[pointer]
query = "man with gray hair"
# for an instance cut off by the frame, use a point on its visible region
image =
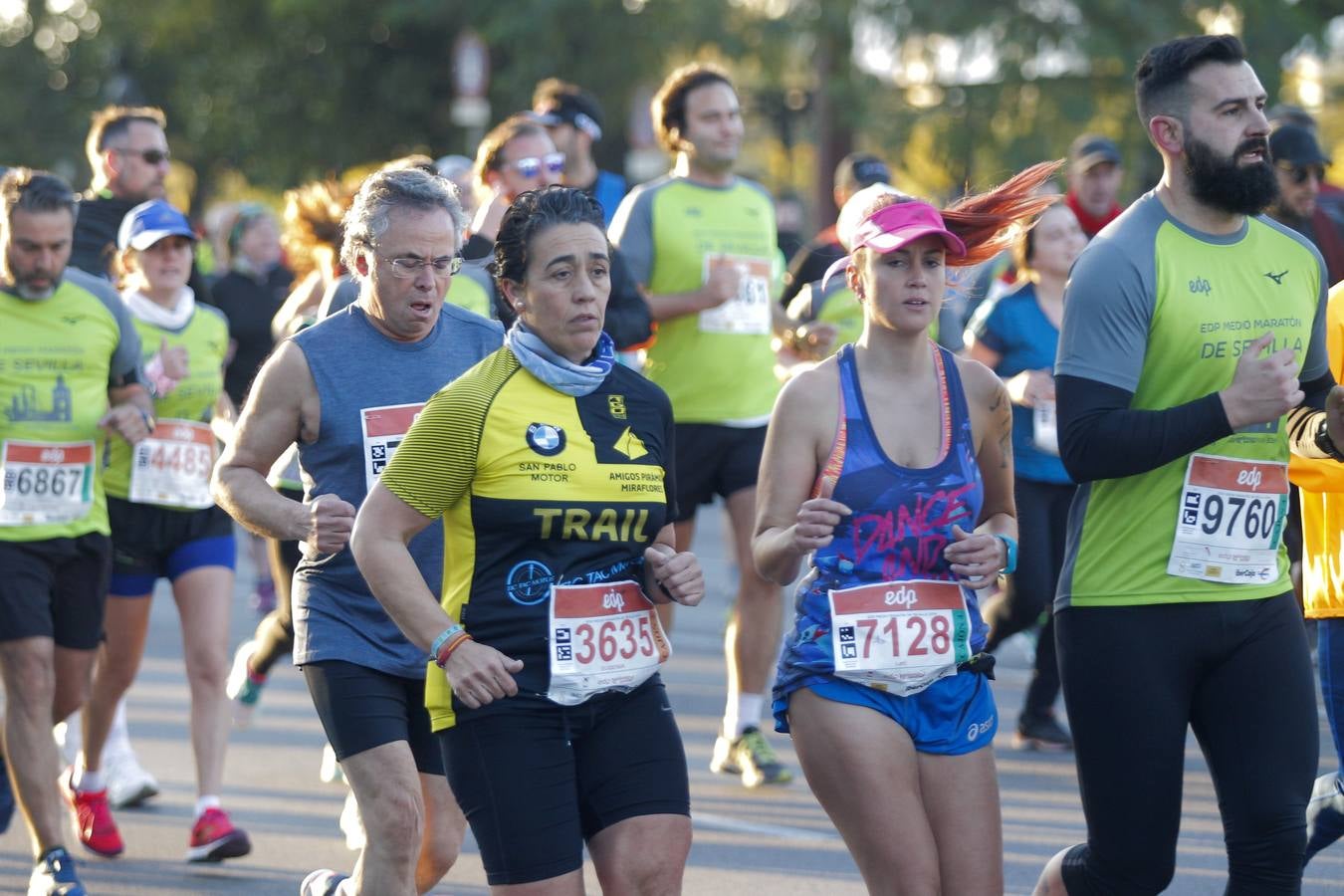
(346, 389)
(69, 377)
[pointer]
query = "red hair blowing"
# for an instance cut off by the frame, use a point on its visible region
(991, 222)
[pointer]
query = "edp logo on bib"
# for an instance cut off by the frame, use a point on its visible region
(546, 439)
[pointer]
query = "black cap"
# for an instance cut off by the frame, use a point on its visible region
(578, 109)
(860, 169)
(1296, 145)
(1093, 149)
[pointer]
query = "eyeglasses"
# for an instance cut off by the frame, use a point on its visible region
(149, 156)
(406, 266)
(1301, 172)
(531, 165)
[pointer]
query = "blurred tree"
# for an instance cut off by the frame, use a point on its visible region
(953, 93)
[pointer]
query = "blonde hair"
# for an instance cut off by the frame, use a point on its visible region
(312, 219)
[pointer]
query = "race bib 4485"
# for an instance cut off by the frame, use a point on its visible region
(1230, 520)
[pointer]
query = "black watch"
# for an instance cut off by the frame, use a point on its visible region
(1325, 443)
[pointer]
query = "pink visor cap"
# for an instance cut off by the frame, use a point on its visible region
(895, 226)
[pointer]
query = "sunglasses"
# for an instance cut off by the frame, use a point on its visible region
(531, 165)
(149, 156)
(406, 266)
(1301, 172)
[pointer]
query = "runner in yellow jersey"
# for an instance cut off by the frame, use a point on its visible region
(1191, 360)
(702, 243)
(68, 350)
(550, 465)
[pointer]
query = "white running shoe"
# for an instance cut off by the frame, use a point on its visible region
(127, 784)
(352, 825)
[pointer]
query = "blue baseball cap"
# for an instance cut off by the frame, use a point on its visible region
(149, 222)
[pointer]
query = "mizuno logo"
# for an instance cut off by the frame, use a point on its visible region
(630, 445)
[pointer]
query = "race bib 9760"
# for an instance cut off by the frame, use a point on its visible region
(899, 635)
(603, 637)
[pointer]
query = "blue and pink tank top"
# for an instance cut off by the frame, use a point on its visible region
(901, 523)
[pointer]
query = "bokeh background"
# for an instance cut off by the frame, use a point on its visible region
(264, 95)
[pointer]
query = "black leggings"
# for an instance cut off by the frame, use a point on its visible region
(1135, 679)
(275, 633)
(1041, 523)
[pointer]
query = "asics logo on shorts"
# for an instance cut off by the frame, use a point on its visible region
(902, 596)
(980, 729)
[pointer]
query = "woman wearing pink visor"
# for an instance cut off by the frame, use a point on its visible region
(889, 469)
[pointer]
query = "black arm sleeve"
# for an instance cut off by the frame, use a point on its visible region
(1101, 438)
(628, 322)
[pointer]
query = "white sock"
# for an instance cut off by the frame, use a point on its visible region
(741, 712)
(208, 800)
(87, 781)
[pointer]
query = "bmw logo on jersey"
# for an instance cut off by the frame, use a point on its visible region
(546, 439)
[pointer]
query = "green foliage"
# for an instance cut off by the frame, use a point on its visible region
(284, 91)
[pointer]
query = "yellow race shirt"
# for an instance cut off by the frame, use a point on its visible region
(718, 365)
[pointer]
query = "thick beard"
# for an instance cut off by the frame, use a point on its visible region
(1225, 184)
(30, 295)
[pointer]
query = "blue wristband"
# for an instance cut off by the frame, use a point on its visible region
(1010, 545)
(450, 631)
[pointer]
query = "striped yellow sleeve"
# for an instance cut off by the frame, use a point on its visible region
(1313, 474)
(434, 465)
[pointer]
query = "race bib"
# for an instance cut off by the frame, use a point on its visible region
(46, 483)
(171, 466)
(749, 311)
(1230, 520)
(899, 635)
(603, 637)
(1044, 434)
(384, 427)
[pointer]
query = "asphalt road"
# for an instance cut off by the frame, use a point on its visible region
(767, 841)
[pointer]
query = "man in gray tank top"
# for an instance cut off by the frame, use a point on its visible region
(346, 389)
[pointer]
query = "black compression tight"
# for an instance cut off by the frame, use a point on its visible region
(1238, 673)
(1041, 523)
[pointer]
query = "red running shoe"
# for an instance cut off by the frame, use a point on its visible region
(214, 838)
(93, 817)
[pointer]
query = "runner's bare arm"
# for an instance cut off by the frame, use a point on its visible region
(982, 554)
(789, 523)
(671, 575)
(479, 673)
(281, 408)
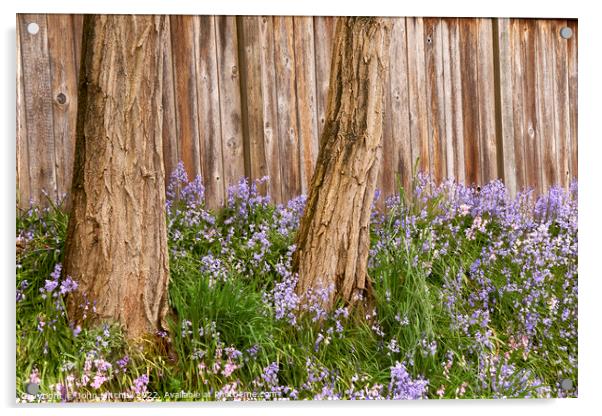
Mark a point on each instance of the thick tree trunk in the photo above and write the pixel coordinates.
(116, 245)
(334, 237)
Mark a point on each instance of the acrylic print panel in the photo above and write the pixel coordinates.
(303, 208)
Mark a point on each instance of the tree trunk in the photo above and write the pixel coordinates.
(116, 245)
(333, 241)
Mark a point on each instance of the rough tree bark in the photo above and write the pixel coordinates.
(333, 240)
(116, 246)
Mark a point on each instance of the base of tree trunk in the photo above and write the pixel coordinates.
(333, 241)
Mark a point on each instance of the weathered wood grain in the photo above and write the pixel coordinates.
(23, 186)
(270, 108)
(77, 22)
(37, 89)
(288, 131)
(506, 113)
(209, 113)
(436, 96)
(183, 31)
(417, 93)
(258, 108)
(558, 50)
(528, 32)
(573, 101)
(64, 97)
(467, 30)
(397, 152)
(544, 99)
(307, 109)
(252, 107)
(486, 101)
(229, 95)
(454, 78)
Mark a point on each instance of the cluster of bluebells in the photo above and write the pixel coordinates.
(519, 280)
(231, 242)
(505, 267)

______________________________

**WHAT IS EXPECTED:** Wherever a picture appears in the records above, skip it and retype everything else exactly.

**COMPLETED TASK:**
[pointer]
query = "man with gray hair"
# for an instance cut off by the frame, use a point on its visible region
image =
(346, 389)
(69, 377)
[pointer]
query = "red hair blowing"
# for an instance cut off by the frame, use a point on its visible region
(991, 222)
[pointer]
query = "edp logo on bib"
# for an instance cut off by the frame, use a point on its visible region
(546, 439)
[pointer]
query = "black cap"
# for an instance cut off by the frame, use a point on its visible region
(578, 109)
(860, 169)
(1296, 145)
(1093, 149)
[pointer]
query = "eyeglasses"
# for an instance cut off by the frame, use a point on its visible region
(149, 156)
(406, 266)
(1301, 172)
(531, 165)
[pointer]
query = "blurred tree"
# for an instance cut off by the frame, use a point on its visible region
(953, 93)
[pointer]
query = "blonde hair"
# for an instance cut off by the frame, use a point on its visible region
(312, 219)
[pointer]
query = "race bib 4485"
# for an instance cut off by the frame, use a point on its visible region
(1230, 520)
[pointer]
query = "black watch"
# for an instance cut off by the frame, use a point on its visible region
(1325, 443)
[pointer]
query = "pink visor cap"
# for an instance cut off by the frame, use a point on its visible region
(895, 226)
[pointer]
query = "sunglasses"
# for an instance cut off by the frame, use a point on its visible region
(531, 165)
(149, 156)
(406, 266)
(1301, 172)
[pointer]
query = "runner in yellow jersey"
# for an instance cut off by the frame, use a point on its visible region
(1191, 360)
(702, 243)
(68, 350)
(550, 465)
[pointer]
query = "white running shoe"
# for an instance cut off by the frame, use a point on its visible region
(127, 784)
(352, 825)
[pointer]
query = "blue baseball cap"
# for an instance cut off by the frame, use a point on its visible region
(149, 222)
[pointer]
query = "mizuno logo"
# for an instance cut off by the frame, use a point on its visible region
(630, 445)
[pointer]
query = "race bib 9760"
# for an instance cut off by the frame, use a point on its visible region
(899, 635)
(603, 637)
[pointer]
query = "blue and pink tank top"
# for an instance cut off by the frame, use a point on its visible region
(901, 523)
[pointer]
query = "bokeh background"
# for an instance cut off by the frame, use a point on its visible region
(264, 95)
[pointer]
query = "black leggings"
# for an instance cut off by the frame, use a point on its visible region
(1135, 679)
(275, 633)
(1041, 523)
[pointer]
query = "asics logo on shorts"
# for an instance cut off by the frame, use a point on its visible region
(902, 596)
(980, 729)
[pointer]
query = "woman wearing pink visor"
# for an instance cut off by the frame, use a point on its visible region
(889, 469)
[pointer]
query = "black arm sleeve"
# for an instance cut off by the frame, use a point on its visible region
(1101, 438)
(628, 322)
[pointer]
query = "white sock"
# for an instance cut off by the frame, use a point on its visible region
(741, 712)
(208, 800)
(87, 781)
[pointer]
query = "bmw logo on jersey"
# for an instance cut off by the frame, use a point on its visible region
(546, 439)
[pointer]
query = "green foliage"
# for an instance cut off by the frame, use a point on its visible region
(284, 91)
[pointer]
query = "yellow race shirt"
# for an instance cut off by the frame, use a point on its visible region
(718, 365)
[pointer]
query = "thick beard"
# for an instance cut off by the frame, use a point on its visible region
(1225, 184)
(30, 295)
[pointer]
query = "blue wristband"
# for an instance cut off by the frame, use a point on its visible region
(1010, 545)
(450, 631)
[pointer]
query = "striped yellow sleeve"
# for an instance cut off by the frame, use a point on its visible region
(1313, 474)
(434, 465)
[pointer]
query = "race bib"
# for an instance cut off by the frame, use a point on its visible region
(46, 483)
(171, 466)
(749, 311)
(1230, 520)
(899, 635)
(603, 637)
(1044, 434)
(384, 427)
[pointer]
query = "asphalt road"
# for an instance cut off by the frame, use a point on its visible region
(767, 841)
[pointer]
query = "man in gray tank top"
# for an instance cut off by the frame, use a point on its visible region
(346, 389)
[pointer]
query = "black compression tight"
# for an instance cut off by the frame, use a point on its visible region
(1238, 673)
(1041, 523)
[pointer]
query = "red running shoe"
# for an instance cut off by the frame, use a point on its visible region
(214, 838)
(93, 817)
[pointer]
query = "runner's bare arm"
# for an instance cut off by the frame, use a point on its visible region
(982, 554)
(789, 523)
(671, 575)
(479, 673)
(281, 408)
Mark a point on each instance of the thick tree trunk in the photo above and write the pixel coordinates.
(116, 245)
(334, 237)
Mark a point on each instance of the acrylic print panel in the photo above and write the pixel coordinates.
(303, 208)
Mark a point on each instance of the tree trunk in the photo above and write the pixel coordinates.
(116, 245)
(333, 241)
Mark a point on each instance of the rough tree bark in the photo above and write the pixel coordinates.
(333, 240)
(116, 246)
Mark a point on each instance of the base of tree trunk in the photo above and write the pixel coordinates.
(333, 241)
Mark a point on each instance of the weathered wood grain in the photo above and write the pixel coordinates.
(23, 186)
(270, 108)
(77, 22)
(37, 89)
(288, 131)
(506, 113)
(209, 113)
(436, 96)
(183, 31)
(417, 93)
(258, 108)
(558, 50)
(528, 32)
(573, 101)
(64, 97)
(467, 30)
(397, 152)
(544, 99)
(307, 109)
(252, 107)
(486, 101)
(229, 95)
(454, 78)
Mark a point on each instance of the cluster of bluebells in the photo above and write the pixel coordinates.
(519, 280)
(231, 242)
(505, 267)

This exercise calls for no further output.